• Exercise
Turn the listing below into a numbered list, omitting any blank lines.

◇ ◇ ◇ ◇ ◇ ◇ ◇

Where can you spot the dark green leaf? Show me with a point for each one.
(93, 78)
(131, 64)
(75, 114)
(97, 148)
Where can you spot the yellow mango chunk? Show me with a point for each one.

◇ ◇ ◇ ◇ ◇ ◇ ◇

• Right answer
1. Where can you spot the dark green leaf? Show me with a point for each one.
2. (93, 78)
3. (131, 64)
4. (75, 114)
5. (97, 148)
6. Where can you spot the yellow mango chunk? Show me with a point for each one.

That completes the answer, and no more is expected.